▶ [Alıntı]:
Büyük Millet Meclisi Küsüsüne çıkan muhalif bir milletvekili:

– Muhterem bakan beyefendinin lütuf buyurup mesele konusunda Meclis’i ve milleti arz ettiğim şu konuda aydınlatmasını ve sorularımı cevaplandırmasını saygılarımla talep ediyorum…

Bakan bey kürsüye çıkar:

– Muhterem milletvekili beyefendiye çok teşekkür etmekle birlikte meseleyi yanlış anlamış olduğunu söylememe izin vermesini istirham ediyorum…

Bu minval üzere Meclis tutanakları binlerce beyefendi ve hanımefendi, istirham ederim, lütuf buyursunlar, müsaade buyururlarsa, hürmetler ediyorumlar ile dolu olmalıdır.

Millet Meclis’i yüksek bir kurumdur, orada nezaket, kibarlık, en üst seviyede görgü, centilmenlik, ruh asaleti hâkim olmalıdır.

Meclis çatısı altında elbette münakaşalar, çatışmalar olacaktır ama bunlar

beyefendili, hanımefendili, istirham ederimli, müsaade buyurunuzlu

olmalıdır.

Beyefendi, hanımefendi demek kime kazandırır?.. Öncelikle söyleyene kazandırır. Muhatabımız gerçek beyefendi, gerçek hanımefendi olmasa bile yine de bu kelimelerin kullanılması gerekir.

Bu bir seviye meselesidir.

Osmanlılar,

üslub-i beyan ayniyle insan

demişlerdir.

Mânaları aynı olsa da sözden söze fark vardır.

“Muhterem pederiniz nasıllar?”

sorusuyla

“Ulan baban olacak o moruk nasıl be?”

sorusu mánâ itibarıyla aynıdır ama biri yüksek, nezih, nazik, kibar, görgülü, seviyeli, asil, centilmen, medenî bir üslûpladır; ötekisi ise bedevî, ayak takımı, sokak serserisi, kaba, hoyrat, galiz, haşin,

itçe eşekçe bir üslûptur.

Yazılarımdan birinde, açılmasını hayal ettiğim yüksek İslâm mektebinde idarecilerin ve öğretmenlerin öğrencilere

sen

diye hitap etmemesini, öğrencilerin de kendi aralarında konuşurken birbirlerini

sen

dememesini istemiştim.

Orduda

subayların askerlere

sen

dememesi,

siz

diye hitap etmeleri gerekir.

İngilizcede sen yoktur.

Kibar ve görgülü eski insanlar, birbirleriyle konuşurken ve yazışırken ben demeyi ayıp sayarlar, onun yerine

“bendeniz”

veya

“bu fakir”

derlerdi.

Osmanlının kibarları

evim

demezler,

fakirhane

derler;

eviniz

demezler

devlethaneleri

derlerdi.

Okullarımızda genç nesillere görgü, nezaket, kibarlık, efendilik, soyluluk, Osmanlı inceliği öğretmeliyiz.

Geçen sene

liseli bazı öğrencilerin öğretmenlerini dövdüklerini

gördük.

Ne büyük rezillik, ne korkunç ayıp.

▶ [Sağlanan veriler]:
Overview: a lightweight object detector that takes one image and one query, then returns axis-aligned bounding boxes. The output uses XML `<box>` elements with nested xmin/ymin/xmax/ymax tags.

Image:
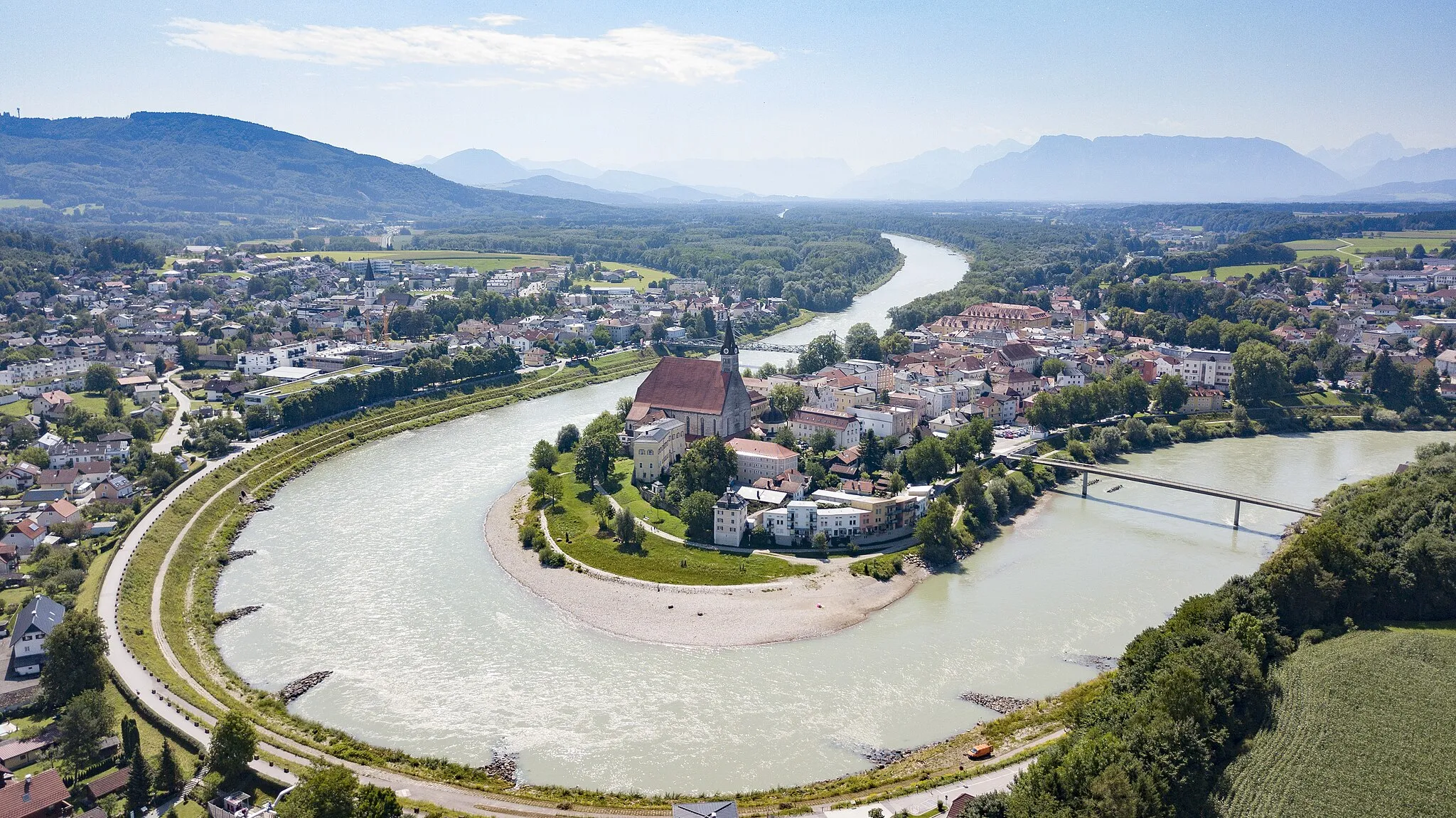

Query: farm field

▶ [Verilen görev A]:
Nezaket üzerine yazıya göre şu soruları cevaplayın:
(i) Orduda subaylar askerlere nasıl hitap etmelidir?
(ii) Osmanlının kibarları "evim" yerine ne derdi?
(iii) Yazar geçen sene liseli bazı öğrencilerin ne yaptığını gördüğünü söylüyor?
▶ [Verilen görev B]:
Nezaket üzerine yazıda, muhatap gerçek bir beyefendi ya da hanımefendi olmasa bile bu kelimelerin neden kullanılması gerektiğini lütfen bir ila üç cümleyle açıklayın.
▶ [Verilen görev C]:
Nezaket üzerine yazıyı son cümlesinden sonra sürdürün.
Veriler, nezaket üzerine yazıdan ayrı bir malzemedir.

▶ [Görevin cevabı A]:
(i) "Siz" diye hitap etmelidirler.
(ii) "Fakirhane" derlerdi.
(iii) Öğretmenlerini dövdüklerini gördüğünü söylüyor.

▶ [Görevin cevabı B]:
Yazara göre "beyefendi" ve "hanımefendi" demek öncelikle söyleyene kazandırır. Bu bir seviye meselesi olduğu için muhatap gerçekten öyle olmasa da bu kelimeler kullanılmalıdır.

▶ [Görevin cevabı C]:
Bir lisede, öğrencilerin müdür beye arkalarını dönmeleri ne kadar büyük bir terbiyesizliktir.

Kaç yıl oluyor,

Meclis çatısı altında çok çirkin kelimeler sarf edilmiş, zabıt katipleri bunları tutanaklara geçirememiş, yerlerine nokta noktalar

(…)

yazılmıştı.

Siyaset lisanı çok kirlendi ve düştü.

Bazı gazeteler ve televizyonların görgü ve ahlâk seviyesi dehşet verecek derecede düşük. Tv açık oturumlarında çirkin ve iğrenç kavgalar yapılabiliyor. Tek kelimeyle üslûp çok düştü.

Liselerde

Osmanlı edebiyatı okutulmadığı için

edeb, kibarlık ve görgü bakımından çok geriledik. Kabalık, huşunet ve hoyratlık yaygınlaştı, yoğunlaştı, genelleşti.

1960’larda Talat Aydemir hadisesinde, sahibi bulunduğum Yeni İstiklâl gazetesi sıkıyönetim tarafından kapatılmış ve bendeniz

Birinci Ordu Kumandanı Paşanın huzuruna çıkarılmıştım.

Yanımda, yazı işleri müdürlüğü yapan bir öğrenci ile

heccav şair merhum Dr. Abdullah Öztemiz vardı.

Paşa bize şiddetli bir üslûpla bağırıp çağırmış, doktor bey kendini savunmaya kalkınca iyice köpürmüş,

“kafamı kızdırmayın, şimdi sizi dışarıya çıkarır meydan dayağına çektiririm”

demişti.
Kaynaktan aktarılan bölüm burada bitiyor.